→ **TEXT PASSAGE**:
Disclaimer: I will not go into the story points (SPs) pros/cons battle. If you use SPs (or T-shirt sizes) you might find this technique useful. If you don’t then this post is probably of no value to you.
I know some teams that plan their sprint based on the number of story points (SPs) that they finished in the previous sprint(s). So if they finished 30, 27, 32, and 31 SPs in the previous sprints they will consider everything close to 30 a reasonable number but they would reject the idea of taking 40 SPs. And rightly so.
I believe this is not enough, at least not enough if your stories vary in size. I mean, if all your stories are estimated to 1 point, then I guess such a sprint capacity planning is all you need. But if not – and in the majority of cases that I’m aware of it is not – then you need something more.
1+1 != 2
Why? Because story points don’t sum up so easily. Closing a story estimated to 5 is not the same as closing five stories each estimated to 1. First of all, because in general SP is a pretty rough estimate. Second, because it might take a different way of working to be proficient at dealing with 5s than at dealing with 1s. Writing five short stories is not equal to writing a novel.

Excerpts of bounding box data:
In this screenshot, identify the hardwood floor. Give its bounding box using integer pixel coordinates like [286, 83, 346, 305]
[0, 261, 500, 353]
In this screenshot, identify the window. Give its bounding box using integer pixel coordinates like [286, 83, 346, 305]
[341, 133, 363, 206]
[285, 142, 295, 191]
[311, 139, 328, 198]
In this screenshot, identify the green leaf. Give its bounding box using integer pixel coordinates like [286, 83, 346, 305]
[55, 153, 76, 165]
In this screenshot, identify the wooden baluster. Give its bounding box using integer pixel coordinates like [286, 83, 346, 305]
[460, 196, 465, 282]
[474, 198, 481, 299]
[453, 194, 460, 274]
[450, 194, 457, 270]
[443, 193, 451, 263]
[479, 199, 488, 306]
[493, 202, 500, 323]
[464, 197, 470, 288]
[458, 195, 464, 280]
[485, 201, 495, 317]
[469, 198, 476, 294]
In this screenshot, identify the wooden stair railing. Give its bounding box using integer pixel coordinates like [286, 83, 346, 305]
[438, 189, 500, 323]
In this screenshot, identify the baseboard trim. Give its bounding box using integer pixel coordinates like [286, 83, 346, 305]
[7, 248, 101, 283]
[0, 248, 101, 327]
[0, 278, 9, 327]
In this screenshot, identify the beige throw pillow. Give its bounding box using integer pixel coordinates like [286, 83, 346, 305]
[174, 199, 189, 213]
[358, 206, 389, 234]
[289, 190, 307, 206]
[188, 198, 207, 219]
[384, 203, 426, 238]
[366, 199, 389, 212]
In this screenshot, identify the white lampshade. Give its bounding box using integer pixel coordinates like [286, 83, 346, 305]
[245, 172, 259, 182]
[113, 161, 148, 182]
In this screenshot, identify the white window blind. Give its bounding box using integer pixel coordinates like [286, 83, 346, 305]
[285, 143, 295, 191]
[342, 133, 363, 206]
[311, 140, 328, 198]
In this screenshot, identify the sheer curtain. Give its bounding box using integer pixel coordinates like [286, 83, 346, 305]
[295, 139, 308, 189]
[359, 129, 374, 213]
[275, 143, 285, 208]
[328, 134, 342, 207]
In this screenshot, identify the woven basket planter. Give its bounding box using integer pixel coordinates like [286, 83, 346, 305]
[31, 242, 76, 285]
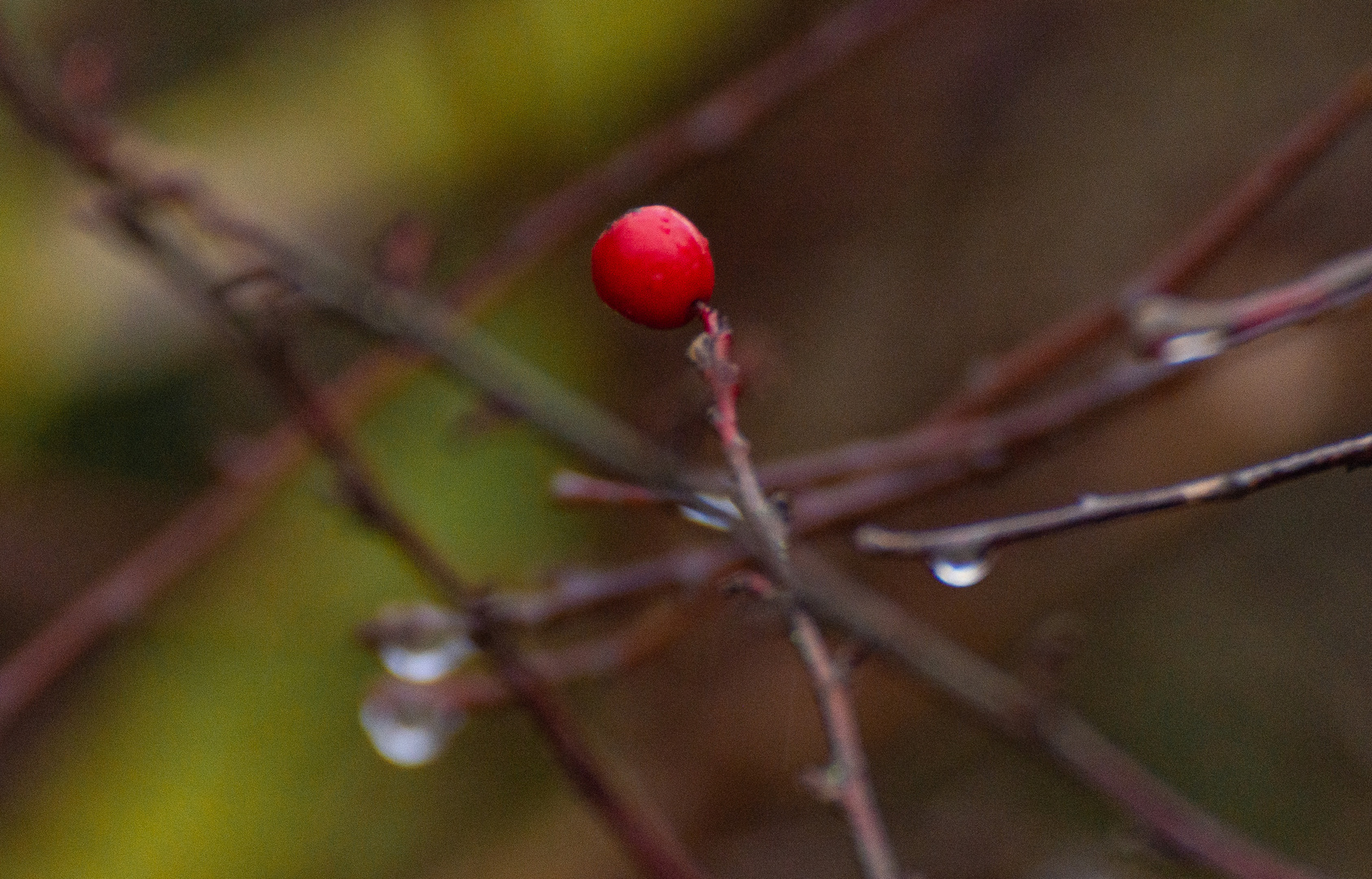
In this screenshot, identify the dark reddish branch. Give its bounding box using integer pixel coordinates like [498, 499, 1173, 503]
[790, 610, 902, 879]
[192, 267, 706, 879]
[376, 591, 716, 711]
[690, 303, 900, 879]
[1130, 59, 1372, 295]
[789, 546, 1318, 879]
[0, 0, 930, 732]
[758, 56, 1372, 487]
[546, 233, 1372, 620]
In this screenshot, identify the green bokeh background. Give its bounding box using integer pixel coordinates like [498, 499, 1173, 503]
[0, 0, 1372, 879]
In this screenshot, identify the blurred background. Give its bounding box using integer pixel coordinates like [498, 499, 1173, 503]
[0, 0, 1372, 879]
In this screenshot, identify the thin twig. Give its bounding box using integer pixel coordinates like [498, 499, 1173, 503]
[521, 461, 972, 625]
[758, 239, 1372, 488]
[692, 308, 1310, 879]
[789, 544, 1318, 879]
[790, 609, 902, 879]
[690, 304, 902, 879]
[374, 593, 714, 711]
[540, 239, 1372, 616]
[854, 422, 1372, 557]
[0, 13, 1355, 879]
[0, 0, 929, 731]
[758, 55, 1372, 488]
[111, 199, 704, 879]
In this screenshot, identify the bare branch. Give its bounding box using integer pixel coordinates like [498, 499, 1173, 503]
[790, 544, 1318, 879]
[110, 194, 704, 879]
[374, 593, 714, 711]
[0, 0, 930, 731]
[758, 238, 1372, 488]
[854, 422, 1372, 557]
[690, 303, 902, 879]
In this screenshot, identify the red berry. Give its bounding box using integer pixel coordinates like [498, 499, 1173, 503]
[592, 204, 714, 329]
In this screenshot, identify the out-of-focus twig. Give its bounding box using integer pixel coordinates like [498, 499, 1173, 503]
[111, 203, 704, 879]
[758, 235, 1372, 488]
[758, 58, 1372, 488]
[790, 544, 1318, 879]
[0, 0, 932, 731]
[537, 239, 1372, 617]
[374, 593, 712, 711]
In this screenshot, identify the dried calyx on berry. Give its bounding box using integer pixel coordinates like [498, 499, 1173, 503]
[592, 204, 714, 329]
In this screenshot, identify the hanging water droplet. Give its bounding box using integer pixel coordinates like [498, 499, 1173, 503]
[360, 602, 476, 684]
[1158, 329, 1228, 363]
[676, 494, 740, 531]
[358, 689, 466, 767]
[929, 550, 990, 588]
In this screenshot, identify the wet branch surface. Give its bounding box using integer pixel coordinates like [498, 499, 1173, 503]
[0, 4, 1355, 879]
[854, 433, 1372, 557]
[690, 313, 902, 879]
[0, 0, 933, 731]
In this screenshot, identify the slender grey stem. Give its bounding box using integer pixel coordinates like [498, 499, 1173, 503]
[854, 433, 1372, 557]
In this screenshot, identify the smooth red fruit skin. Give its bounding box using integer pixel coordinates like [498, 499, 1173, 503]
[592, 204, 714, 329]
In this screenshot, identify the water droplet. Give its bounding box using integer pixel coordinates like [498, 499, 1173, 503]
[358, 689, 466, 767]
[362, 602, 476, 684]
[676, 494, 740, 531]
[1158, 329, 1226, 363]
[929, 551, 990, 588]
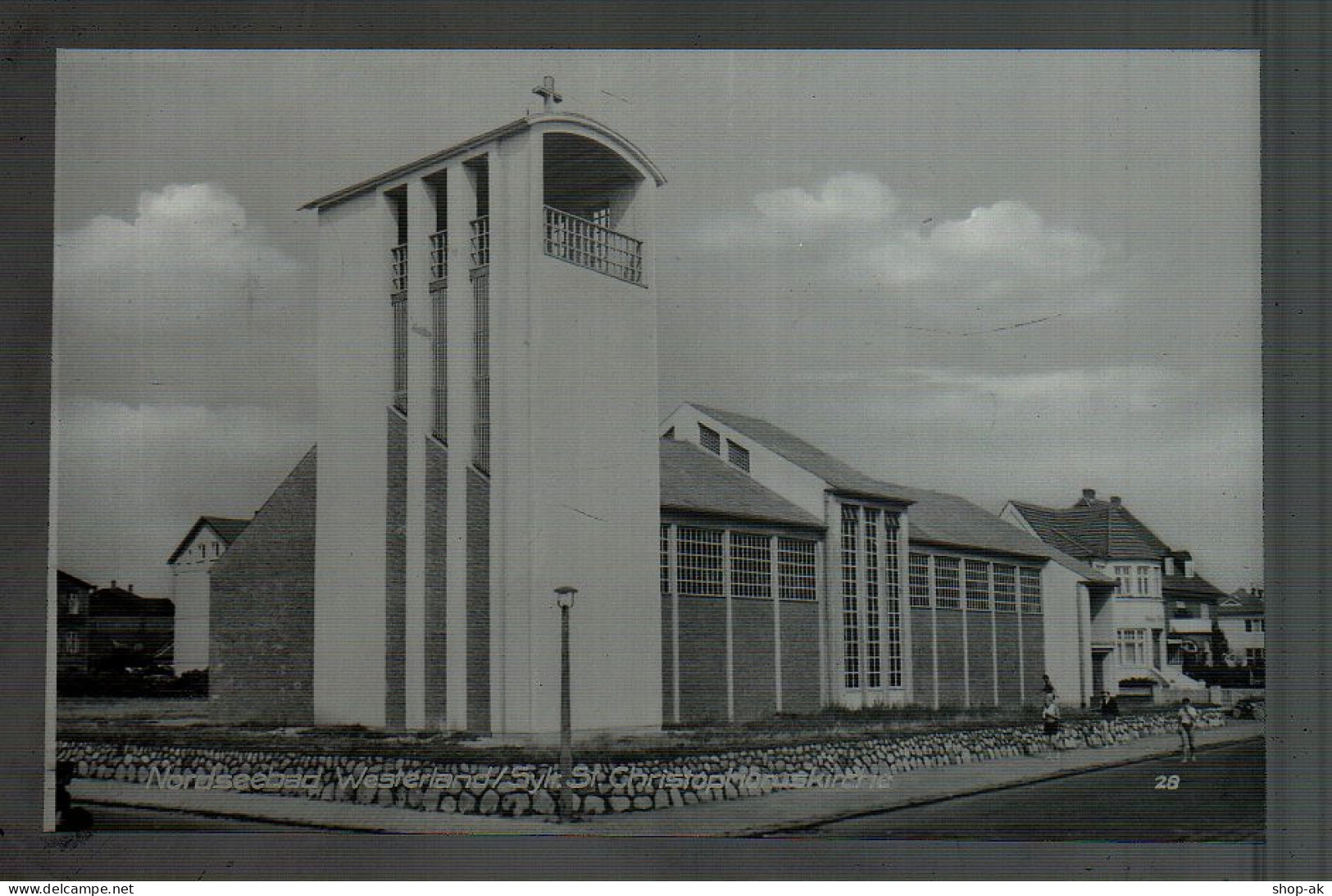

→ **TASK REQUIREMENTS**:
1. Summarize the passage on story points in two sentences.
2. Write the next part of the passage on story points, picking up after its final sentence.

→ **RESPONSES BY TASK**:
1. Some teams plan a sprint around the number of story points they finished in previous sprints, accepting totals close to that figure and rejecting much larger ones. That approach is not enough when stories vary in size, because story points don't sum up easily: closing a story estimated at 5 is not the same as closing five stories each estimated at 1.

2.
So, what could we do about it? Ah, there is a simple technique that could help you. So basically, you should remember not only the number of story points delivered in the previous sprints, but also the distribution of stories, like this:
So now you know much more. As we can see there is a mixture of stories of different sizes which the team is able to deliver during a sprint. For example, we can see that during one sprint the team never finished a story of 13 SPs and never delivered more than two stories of 8 SPs. Which makes you cautious to agree with committing to a sprint of 2 stories of 13SP and 1 of 5 SP, even if it sums up to a “reasonable” number of 31 SPs.
TIP: Of course, you could (and probably should) add some more info to this simple spreadsheet, i.e. keep track of ppl availability so that you know how absence affects team’s ability to deliver.
That is it, have a nice day!
P.S. Size of stories
Long story short, there are two most widely used measures of story sizes.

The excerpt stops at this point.